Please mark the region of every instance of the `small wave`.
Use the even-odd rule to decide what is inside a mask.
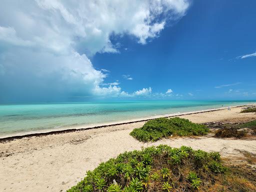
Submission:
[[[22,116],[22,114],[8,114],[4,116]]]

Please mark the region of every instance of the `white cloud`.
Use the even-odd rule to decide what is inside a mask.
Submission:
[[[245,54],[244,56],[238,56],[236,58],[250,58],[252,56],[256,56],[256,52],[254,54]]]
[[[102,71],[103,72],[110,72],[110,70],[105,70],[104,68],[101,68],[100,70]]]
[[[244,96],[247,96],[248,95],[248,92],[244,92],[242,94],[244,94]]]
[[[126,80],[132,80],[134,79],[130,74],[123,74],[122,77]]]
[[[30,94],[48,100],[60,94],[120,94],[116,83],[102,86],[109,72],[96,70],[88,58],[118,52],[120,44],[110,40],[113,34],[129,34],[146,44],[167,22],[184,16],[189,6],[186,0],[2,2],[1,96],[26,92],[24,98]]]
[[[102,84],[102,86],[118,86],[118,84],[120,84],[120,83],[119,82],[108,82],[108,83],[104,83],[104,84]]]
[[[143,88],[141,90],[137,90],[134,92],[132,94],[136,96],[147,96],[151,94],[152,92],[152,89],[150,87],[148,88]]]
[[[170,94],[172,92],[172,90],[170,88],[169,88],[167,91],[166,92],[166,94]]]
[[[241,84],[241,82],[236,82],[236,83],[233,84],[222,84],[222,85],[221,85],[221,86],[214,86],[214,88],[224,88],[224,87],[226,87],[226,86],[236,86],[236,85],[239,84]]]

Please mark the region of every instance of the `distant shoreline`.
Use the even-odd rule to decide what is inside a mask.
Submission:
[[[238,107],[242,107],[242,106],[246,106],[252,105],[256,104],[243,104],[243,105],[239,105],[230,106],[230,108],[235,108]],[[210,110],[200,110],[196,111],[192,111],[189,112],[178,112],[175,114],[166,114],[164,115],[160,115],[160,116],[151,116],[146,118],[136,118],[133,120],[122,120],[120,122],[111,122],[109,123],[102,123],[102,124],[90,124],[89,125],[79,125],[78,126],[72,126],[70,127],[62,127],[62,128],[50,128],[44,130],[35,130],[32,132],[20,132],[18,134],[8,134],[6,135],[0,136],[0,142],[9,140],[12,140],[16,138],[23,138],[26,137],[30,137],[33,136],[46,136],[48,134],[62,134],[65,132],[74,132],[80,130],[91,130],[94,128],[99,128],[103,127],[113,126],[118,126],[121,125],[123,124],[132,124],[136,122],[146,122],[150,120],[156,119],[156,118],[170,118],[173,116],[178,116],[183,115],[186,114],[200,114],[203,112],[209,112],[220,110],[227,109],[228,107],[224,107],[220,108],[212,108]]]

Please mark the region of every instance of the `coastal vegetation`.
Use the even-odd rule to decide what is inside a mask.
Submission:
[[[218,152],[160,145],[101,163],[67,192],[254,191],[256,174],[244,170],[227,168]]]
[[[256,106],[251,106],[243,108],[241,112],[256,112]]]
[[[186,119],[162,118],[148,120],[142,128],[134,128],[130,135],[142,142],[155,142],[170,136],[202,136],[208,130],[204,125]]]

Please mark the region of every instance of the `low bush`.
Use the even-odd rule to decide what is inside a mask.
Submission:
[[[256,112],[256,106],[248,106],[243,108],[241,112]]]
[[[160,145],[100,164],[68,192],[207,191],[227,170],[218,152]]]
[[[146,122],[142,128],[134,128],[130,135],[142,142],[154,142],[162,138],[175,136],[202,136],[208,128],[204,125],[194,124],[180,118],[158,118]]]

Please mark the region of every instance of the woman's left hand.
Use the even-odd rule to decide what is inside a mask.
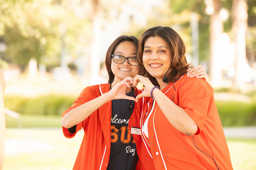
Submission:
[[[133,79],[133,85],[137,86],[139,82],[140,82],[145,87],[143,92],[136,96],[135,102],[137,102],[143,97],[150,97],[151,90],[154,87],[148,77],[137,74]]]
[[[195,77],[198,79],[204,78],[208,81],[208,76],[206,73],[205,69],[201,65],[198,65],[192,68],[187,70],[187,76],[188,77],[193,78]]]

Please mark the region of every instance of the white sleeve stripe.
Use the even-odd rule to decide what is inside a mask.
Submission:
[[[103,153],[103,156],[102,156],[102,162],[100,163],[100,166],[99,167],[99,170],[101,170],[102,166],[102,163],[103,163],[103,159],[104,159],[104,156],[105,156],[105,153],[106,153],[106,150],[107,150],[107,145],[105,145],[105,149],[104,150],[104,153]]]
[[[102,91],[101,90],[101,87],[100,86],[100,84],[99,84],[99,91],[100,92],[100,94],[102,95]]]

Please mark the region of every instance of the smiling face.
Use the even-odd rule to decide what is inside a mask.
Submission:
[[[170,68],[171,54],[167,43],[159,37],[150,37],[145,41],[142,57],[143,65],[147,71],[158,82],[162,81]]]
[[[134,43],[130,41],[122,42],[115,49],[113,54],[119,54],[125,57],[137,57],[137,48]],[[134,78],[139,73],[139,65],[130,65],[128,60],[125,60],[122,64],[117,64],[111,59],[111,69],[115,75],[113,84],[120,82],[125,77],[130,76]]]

^^^^^^^^

Problem:
Find the line that contains "Please mark the region of every instance of the smiling". Repeat it and every line after it, exactly as written, up to and including the last line of the records above.

Reply to the task:
Please mark the region of every instance of the smiling face.
Use the even-odd rule to decide what is inside a mask.
Submission:
[[[170,68],[171,54],[167,43],[159,37],[150,37],[145,41],[142,57],[143,65],[147,71],[158,82],[162,81]]]
[[[134,43],[130,41],[122,42],[115,49],[113,54],[119,54],[125,57],[137,57],[137,48]],[[134,78],[139,73],[139,65],[130,65],[128,60],[125,60],[122,64],[117,64],[111,59],[111,69],[115,75],[113,84],[120,82],[125,77],[130,76]]]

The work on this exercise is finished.